▸ **Task prompt**: Gather every line in the records below that contains the word "parking" and copy each of those lines unchanged.

▸ **Collection entries**:
....................
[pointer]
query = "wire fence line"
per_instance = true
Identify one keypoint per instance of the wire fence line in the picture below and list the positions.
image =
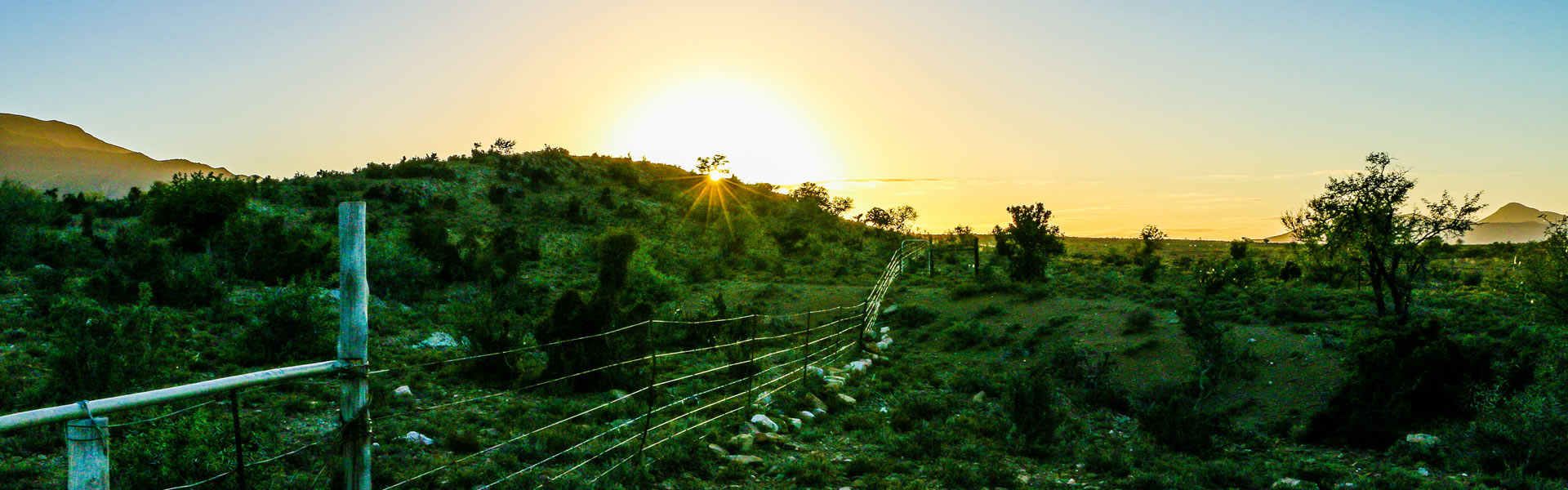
(811, 349)
(825, 349)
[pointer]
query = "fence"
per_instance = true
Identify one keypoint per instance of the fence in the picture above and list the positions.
(675, 381)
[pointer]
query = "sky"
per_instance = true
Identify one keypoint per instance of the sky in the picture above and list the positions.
(1205, 118)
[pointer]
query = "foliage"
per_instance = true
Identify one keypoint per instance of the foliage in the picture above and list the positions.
(1029, 243)
(194, 207)
(1361, 216)
(296, 324)
(1404, 377)
(898, 219)
(1137, 323)
(816, 195)
(1547, 269)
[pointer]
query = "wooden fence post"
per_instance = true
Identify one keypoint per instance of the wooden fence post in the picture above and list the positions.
(352, 345)
(87, 449)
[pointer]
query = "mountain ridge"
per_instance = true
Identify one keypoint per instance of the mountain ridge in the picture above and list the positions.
(56, 154)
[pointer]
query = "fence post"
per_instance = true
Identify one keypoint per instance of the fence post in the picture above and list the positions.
(648, 412)
(87, 449)
(352, 345)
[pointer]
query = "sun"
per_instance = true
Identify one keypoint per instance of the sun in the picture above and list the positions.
(765, 137)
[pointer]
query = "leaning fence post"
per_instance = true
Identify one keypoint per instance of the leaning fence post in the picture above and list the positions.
(87, 449)
(352, 345)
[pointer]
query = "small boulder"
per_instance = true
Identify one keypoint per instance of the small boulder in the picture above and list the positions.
(438, 340)
(770, 439)
(816, 403)
(742, 443)
(417, 439)
(765, 423)
(1426, 440)
(745, 459)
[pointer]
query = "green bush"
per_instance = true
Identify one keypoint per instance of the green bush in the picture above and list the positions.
(1039, 408)
(1138, 323)
(194, 207)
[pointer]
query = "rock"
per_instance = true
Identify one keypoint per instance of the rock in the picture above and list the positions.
(438, 340)
(417, 439)
(765, 423)
(1426, 440)
(742, 442)
(745, 459)
(816, 403)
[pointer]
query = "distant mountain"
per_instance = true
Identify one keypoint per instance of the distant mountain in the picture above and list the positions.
(49, 154)
(1512, 222)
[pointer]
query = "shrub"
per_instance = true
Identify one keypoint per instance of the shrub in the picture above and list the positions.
(1039, 408)
(1138, 323)
(192, 207)
(990, 311)
(296, 324)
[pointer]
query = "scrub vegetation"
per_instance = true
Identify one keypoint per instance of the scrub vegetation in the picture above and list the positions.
(1371, 355)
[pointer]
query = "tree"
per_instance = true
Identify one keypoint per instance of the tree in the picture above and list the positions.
(809, 192)
(195, 206)
(1153, 239)
(712, 165)
(1547, 269)
(1360, 217)
(1029, 243)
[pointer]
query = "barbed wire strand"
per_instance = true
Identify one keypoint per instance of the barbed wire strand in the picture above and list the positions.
(564, 451)
(325, 437)
(513, 350)
(519, 437)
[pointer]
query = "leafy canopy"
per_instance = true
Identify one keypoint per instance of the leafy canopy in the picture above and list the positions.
(1361, 219)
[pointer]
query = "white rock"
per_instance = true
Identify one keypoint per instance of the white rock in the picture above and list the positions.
(745, 459)
(417, 439)
(438, 340)
(765, 423)
(1423, 439)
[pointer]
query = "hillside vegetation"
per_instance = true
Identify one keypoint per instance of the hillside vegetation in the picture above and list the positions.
(1056, 363)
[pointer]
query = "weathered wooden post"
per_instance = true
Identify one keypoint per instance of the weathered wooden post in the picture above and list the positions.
(87, 449)
(352, 345)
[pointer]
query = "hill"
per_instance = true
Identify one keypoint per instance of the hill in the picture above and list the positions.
(1513, 222)
(52, 154)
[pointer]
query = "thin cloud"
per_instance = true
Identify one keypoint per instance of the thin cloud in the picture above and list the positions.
(1274, 176)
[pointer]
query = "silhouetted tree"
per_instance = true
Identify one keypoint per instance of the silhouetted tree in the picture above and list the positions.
(1029, 243)
(1363, 216)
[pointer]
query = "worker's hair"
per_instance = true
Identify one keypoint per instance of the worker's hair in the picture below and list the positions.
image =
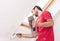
(37, 8)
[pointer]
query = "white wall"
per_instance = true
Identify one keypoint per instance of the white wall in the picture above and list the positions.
(12, 13)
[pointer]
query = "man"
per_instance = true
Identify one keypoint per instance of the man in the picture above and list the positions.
(43, 24)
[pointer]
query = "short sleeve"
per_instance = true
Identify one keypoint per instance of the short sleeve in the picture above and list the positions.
(47, 15)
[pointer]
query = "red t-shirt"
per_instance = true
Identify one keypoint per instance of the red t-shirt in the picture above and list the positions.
(45, 33)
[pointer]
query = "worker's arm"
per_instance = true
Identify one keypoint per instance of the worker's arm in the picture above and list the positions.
(34, 35)
(25, 25)
(48, 23)
(48, 4)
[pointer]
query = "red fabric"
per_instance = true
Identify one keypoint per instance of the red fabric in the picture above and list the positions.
(45, 34)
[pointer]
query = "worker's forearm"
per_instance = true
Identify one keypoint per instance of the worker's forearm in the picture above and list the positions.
(25, 25)
(46, 24)
(29, 36)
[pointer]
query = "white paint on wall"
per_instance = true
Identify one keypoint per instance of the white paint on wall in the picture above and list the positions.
(12, 13)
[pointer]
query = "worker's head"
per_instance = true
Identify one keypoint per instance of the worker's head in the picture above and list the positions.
(35, 10)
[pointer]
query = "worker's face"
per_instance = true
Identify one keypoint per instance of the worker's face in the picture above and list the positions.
(35, 12)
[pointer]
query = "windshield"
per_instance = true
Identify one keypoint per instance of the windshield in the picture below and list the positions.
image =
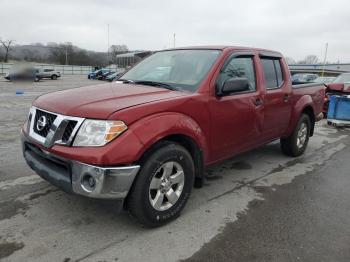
(343, 78)
(179, 69)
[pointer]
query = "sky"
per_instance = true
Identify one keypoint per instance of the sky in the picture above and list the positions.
(296, 28)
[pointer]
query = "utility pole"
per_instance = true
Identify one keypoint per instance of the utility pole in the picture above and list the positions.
(108, 45)
(325, 58)
(66, 54)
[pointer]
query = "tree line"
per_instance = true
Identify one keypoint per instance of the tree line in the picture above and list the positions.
(58, 53)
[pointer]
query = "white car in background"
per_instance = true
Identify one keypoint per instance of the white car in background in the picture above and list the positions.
(48, 73)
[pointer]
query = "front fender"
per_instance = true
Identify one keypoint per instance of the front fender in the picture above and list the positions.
(153, 128)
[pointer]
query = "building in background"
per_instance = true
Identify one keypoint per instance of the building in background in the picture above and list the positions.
(329, 69)
(129, 59)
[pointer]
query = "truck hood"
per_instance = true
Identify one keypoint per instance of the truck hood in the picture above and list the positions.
(100, 101)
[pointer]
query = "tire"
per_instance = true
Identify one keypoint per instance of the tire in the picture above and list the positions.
(148, 200)
(296, 144)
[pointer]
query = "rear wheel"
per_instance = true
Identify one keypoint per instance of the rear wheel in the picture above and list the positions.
(296, 144)
(162, 186)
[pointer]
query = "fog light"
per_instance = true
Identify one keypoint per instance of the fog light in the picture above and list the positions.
(92, 182)
(88, 183)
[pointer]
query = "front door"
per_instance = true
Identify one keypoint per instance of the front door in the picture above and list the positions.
(237, 117)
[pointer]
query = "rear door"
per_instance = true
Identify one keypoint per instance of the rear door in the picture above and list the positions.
(277, 101)
(236, 118)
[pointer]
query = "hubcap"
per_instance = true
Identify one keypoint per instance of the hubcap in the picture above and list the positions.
(166, 186)
(302, 135)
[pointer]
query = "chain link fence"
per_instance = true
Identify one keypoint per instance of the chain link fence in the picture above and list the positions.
(63, 69)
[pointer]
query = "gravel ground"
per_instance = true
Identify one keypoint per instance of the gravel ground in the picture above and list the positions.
(41, 223)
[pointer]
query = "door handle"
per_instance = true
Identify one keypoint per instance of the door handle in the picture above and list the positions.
(258, 102)
(286, 98)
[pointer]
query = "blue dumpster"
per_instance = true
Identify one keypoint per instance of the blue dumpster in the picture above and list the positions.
(339, 110)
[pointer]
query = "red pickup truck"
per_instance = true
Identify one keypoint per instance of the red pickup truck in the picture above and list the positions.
(145, 140)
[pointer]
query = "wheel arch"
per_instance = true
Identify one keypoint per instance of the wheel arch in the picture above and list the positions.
(308, 110)
(190, 145)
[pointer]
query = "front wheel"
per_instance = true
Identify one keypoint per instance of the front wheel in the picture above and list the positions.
(162, 186)
(296, 144)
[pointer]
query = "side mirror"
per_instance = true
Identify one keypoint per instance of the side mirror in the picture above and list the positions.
(234, 85)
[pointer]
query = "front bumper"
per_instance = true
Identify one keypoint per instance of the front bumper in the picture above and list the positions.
(79, 178)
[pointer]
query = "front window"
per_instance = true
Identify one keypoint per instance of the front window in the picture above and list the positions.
(343, 78)
(177, 69)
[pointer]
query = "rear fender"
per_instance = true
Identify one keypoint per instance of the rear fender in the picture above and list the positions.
(303, 103)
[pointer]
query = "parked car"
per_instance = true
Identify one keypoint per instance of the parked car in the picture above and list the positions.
(95, 74)
(146, 142)
(23, 74)
(340, 86)
(304, 78)
(114, 76)
(104, 75)
(48, 73)
(324, 79)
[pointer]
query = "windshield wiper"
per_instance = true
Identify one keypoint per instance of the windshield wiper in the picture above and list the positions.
(154, 83)
(126, 81)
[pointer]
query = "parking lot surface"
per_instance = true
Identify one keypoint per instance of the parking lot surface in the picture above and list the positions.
(251, 208)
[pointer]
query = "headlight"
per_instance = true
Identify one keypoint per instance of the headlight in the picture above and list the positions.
(98, 132)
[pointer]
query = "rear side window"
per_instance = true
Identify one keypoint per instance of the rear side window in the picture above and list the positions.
(272, 72)
(239, 67)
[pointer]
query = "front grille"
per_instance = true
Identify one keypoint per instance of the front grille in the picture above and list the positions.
(69, 130)
(50, 118)
(63, 128)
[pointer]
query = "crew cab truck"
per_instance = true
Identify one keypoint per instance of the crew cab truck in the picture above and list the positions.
(146, 139)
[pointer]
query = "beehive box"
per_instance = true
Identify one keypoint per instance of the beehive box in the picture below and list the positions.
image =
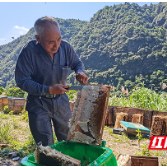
(3, 102)
(147, 114)
(159, 125)
(130, 160)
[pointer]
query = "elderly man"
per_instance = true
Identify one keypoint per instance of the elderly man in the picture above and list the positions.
(42, 70)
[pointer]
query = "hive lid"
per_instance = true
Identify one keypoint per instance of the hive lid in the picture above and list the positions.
(89, 113)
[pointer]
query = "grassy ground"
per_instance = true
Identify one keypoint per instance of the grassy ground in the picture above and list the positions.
....................
▸ **Output for this task**:
query = "parking lot surface"
Identify one keypoint per instance of the parking lot surface in the picture above and list the positions.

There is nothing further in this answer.